-- PROVIDED ENTRIES follows --
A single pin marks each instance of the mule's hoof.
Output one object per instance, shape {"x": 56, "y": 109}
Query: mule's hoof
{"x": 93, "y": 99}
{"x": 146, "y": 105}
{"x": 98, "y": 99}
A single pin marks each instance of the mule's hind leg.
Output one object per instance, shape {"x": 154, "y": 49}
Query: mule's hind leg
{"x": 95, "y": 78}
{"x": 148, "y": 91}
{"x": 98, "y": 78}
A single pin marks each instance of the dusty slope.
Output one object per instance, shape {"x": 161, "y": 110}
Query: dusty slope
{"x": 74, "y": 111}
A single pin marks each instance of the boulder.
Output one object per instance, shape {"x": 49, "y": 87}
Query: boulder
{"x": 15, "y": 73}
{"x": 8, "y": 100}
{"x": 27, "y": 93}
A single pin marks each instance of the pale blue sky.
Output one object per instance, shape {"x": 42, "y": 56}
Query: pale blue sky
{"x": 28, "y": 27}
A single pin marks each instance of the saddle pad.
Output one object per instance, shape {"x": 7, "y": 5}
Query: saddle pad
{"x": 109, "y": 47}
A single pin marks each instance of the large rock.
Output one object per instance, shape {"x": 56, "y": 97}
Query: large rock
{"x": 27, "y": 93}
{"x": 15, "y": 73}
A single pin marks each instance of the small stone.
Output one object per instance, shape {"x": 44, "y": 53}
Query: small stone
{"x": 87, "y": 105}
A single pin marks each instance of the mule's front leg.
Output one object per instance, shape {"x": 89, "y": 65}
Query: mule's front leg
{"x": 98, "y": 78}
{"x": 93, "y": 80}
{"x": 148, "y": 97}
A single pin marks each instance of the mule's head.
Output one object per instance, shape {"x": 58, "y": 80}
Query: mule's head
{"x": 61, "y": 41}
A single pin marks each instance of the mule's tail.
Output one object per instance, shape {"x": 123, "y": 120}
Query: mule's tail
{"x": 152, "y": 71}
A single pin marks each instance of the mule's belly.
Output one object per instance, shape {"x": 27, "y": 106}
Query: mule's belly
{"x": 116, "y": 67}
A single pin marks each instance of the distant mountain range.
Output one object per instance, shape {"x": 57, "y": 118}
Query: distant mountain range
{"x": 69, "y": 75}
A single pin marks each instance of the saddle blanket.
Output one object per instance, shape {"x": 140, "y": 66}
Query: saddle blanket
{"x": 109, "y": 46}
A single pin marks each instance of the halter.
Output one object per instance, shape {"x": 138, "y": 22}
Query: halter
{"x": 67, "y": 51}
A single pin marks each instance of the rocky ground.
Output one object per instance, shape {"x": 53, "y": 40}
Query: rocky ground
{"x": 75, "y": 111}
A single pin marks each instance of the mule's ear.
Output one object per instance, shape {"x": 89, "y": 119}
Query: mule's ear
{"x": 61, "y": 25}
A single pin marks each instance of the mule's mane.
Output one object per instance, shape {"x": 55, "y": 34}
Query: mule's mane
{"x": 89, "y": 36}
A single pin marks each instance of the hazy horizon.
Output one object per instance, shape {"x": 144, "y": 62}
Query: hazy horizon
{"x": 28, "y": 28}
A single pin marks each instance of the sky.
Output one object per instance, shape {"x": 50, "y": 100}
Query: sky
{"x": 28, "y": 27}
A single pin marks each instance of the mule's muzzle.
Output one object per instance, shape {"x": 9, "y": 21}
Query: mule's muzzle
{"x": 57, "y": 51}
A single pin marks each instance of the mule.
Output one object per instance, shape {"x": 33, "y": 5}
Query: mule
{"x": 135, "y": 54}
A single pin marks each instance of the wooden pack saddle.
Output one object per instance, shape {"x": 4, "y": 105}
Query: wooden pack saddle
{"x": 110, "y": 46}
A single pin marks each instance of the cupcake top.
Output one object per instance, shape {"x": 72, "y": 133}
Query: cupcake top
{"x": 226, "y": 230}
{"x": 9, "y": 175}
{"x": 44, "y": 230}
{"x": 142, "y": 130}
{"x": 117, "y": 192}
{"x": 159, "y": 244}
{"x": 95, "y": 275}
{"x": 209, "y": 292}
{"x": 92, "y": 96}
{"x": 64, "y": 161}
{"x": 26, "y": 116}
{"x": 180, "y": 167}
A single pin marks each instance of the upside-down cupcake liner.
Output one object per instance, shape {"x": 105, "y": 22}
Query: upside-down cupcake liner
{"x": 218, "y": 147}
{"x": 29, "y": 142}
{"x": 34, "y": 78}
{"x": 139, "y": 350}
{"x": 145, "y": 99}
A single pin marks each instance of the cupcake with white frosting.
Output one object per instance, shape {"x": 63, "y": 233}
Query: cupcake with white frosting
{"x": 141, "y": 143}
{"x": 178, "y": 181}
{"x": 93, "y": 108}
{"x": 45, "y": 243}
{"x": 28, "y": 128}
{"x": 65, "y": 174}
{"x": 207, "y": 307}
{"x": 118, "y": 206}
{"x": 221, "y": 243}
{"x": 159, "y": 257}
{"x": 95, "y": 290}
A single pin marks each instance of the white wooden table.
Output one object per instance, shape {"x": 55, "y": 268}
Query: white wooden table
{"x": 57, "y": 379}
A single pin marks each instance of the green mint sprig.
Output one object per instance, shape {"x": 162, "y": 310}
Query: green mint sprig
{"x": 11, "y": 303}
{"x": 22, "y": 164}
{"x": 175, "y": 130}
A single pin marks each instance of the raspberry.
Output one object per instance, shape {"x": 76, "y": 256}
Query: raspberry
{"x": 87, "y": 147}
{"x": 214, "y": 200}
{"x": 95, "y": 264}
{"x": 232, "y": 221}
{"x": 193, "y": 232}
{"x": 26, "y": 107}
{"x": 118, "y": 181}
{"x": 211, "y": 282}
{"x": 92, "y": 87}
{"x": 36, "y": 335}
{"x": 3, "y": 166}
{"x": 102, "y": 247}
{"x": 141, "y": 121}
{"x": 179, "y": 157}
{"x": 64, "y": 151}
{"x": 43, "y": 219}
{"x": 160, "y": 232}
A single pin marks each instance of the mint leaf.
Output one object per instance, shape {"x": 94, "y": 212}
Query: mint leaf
-- PROVIDED ENTRIES concluded --
● **ASSIGNED TASK**: Your task is to repeat each line of the material exactly.

● **RESPONSE FOR THIS EXERCISE**:
A single pin marks each instance of the mule's hoof.
Output one object per instance, shape {"x": 56, "y": 109}
Query: mule's hoof
{"x": 93, "y": 99}
{"x": 146, "y": 105}
{"x": 98, "y": 99}
A single pin marks each instance of the mule's hind leg.
Output one object per instance, shape {"x": 154, "y": 49}
Query: mule's hind leg
{"x": 95, "y": 78}
{"x": 148, "y": 91}
{"x": 98, "y": 78}
A single pin marks each instance of the dusty slope.
Output one object per instance, shape {"x": 161, "y": 110}
Query: dusty slope
{"x": 74, "y": 111}
A single pin marks each instance of the boulder.
Output one object per instance, shape {"x": 49, "y": 87}
Query: boulder
{"x": 15, "y": 73}
{"x": 8, "y": 100}
{"x": 27, "y": 93}
A single pin marks each instance of the pale blue sky.
Output one object per instance, shape {"x": 42, "y": 56}
Query: pale blue sky
{"x": 28, "y": 27}
A single pin marks each instance of the saddle pad.
Output one object per instance, shape {"x": 7, "y": 5}
Query: saddle pad
{"x": 109, "y": 47}
A single pin marks each instance of the large rock.
Output one object per instance, shape {"x": 56, "y": 97}
Query: large rock
{"x": 27, "y": 93}
{"x": 15, "y": 73}
A single pin marks each instance of the small stone.
Output one object per instance, shape {"x": 44, "y": 53}
Query: small stone
{"x": 87, "y": 105}
A single pin marks each instance of the mule's front leg.
Output one object per instance, shape {"x": 89, "y": 65}
Query: mule's front leg
{"x": 98, "y": 78}
{"x": 93, "y": 80}
{"x": 148, "y": 97}
A single pin marks each instance of the mule's head.
Output one object per instance, shape {"x": 58, "y": 80}
Query: mule's head
{"x": 61, "y": 41}
A single pin marks each instance of the mule's tail.
Output one object per instance, shape {"x": 123, "y": 120}
Query: mule's tail
{"x": 152, "y": 71}
A single pin marks each instance of the mule's belly.
Output one object per instance, shape {"x": 27, "y": 106}
Query: mule's belly
{"x": 116, "y": 67}
A single pin marks each instance of the distant mountain range.
Output one object per instance, shape {"x": 57, "y": 118}
Query: distant mountain range
{"x": 69, "y": 75}
A single pin marks each instance of the saddle blanket.
Output one object per instance, shape {"x": 140, "y": 66}
Query: saddle blanket
{"x": 109, "y": 46}
A single pin marks each instance of the halter.
Output one object per instance, shape {"x": 138, "y": 22}
Query: halter
{"x": 67, "y": 51}
A single pin marks each instance of the rocky ground.
Output one object per instance, shape {"x": 53, "y": 40}
Query: rocky ground
{"x": 75, "y": 111}
A single pin marks each instance of the mule's ear.
Output one object per instance, shape {"x": 89, "y": 119}
Query: mule's ear
{"x": 61, "y": 25}
A single pin marks each instance of the mule's mane.
Output one object per instance, shape {"x": 55, "y": 34}
Query: mule's mane
{"x": 89, "y": 36}
A single pin marks each instance of the hazy horizon.
Output one object per instance, shape {"x": 144, "y": 62}
Query: hazy horizon
{"x": 28, "y": 28}
A single pin marks each instance of the sky.
Output one object per instance, shape {"x": 50, "y": 100}
Query: sky
{"x": 28, "y": 27}
A single pin marks each instance of the mule's muzzle.
Output one object per instance, shape {"x": 9, "y": 21}
Query: mule's muzzle
{"x": 57, "y": 51}
A single pin marks each instance of the mule.
Output one object per instance, shape {"x": 33, "y": 5}
Query: mule
{"x": 135, "y": 54}
A single pin marks each instance of the wooden pack saddle.
Output one object per instance, shape {"x": 4, "y": 105}
Query: wooden pack saddle
{"x": 110, "y": 46}
A single pin marks each instance of the cupcake top.
Output one object per instance, shape {"x": 72, "y": 133}
Query: cupcake top
{"x": 226, "y": 230}
{"x": 9, "y": 175}
{"x": 44, "y": 230}
{"x": 142, "y": 130}
{"x": 117, "y": 192}
{"x": 159, "y": 244}
{"x": 95, "y": 275}
{"x": 209, "y": 292}
{"x": 92, "y": 96}
{"x": 64, "y": 161}
{"x": 26, "y": 116}
{"x": 180, "y": 167}
A single pin marks each instance of the upside-down cupcake liner.
Output one object per instance, shape {"x": 105, "y": 22}
Query: upside-down cupcake liner
{"x": 218, "y": 147}
{"x": 29, "y": 142}
{"x": 34, "y": 78}
{"x": 139, "y": 350}
{"x": 145, "y": 99}
A single pin marks each instance of the cupcake with white frosting.
Output one object per instance, shape {"x": 63, "y": 233}
Query: cupcake with white frosting
{"x": 141, "y": 143}
{"x": 178, "y": 181}
{"x": 93, "y": 108}
{"x": 45, "y": 243}
{"x": 28, "y": 128}
{"x": 65, "y": 174}
{"x": 207, "y": 307}
{"x": 118, "y": 206}
{"x": 221, "y": 243}
{"x": 159, "y": 257}
{"x": 95, "y": 290}
A single pin marks each instance of the white wooden table.
Output one object per instance, shape {"x": 55, "y": 268}
Query: white wooden table
{"x": 57, "y": 379}
A single pin marks each instance of the green mint sprig.
Output one object per instance, shape {"x": 162, "y": 310}
Query: green mint sprig
{"x": 11, "y": 303}
{"x": 22, "y": 164}
{"x": 175, "y": 130}
A single pin marks each instance of the raspberry.
Output one object per instance, shape {"x": 76, "y": 256}
Query: raspberry
{"x": 87, "y": 147}
{"x": 214, "y": 200}
{"x": 95, "y": 264}
{"x": 232, "y": 221}
{"x": 193, "y": 232}
{"x": 26, "y": 107}
{"x": 118, "y": 181}
{"x": 211, "y": 282}
{"x": 92, "y": 87}
{"x": 36, "y": 335}
{"x": 3, "y": 166}
{"x": 102, "y": 247}
{"x": 141, "y": 121}
{"x": 179, "y": 157}
{"x": 64, "y": 151}
{"x": 43, "y": 219}
{"x": 160, "y": 232}
A single pin marks each instance of the mint leaf.
Output one object per instance, shape {"x": 94, "y": 212}
Query: mint leaf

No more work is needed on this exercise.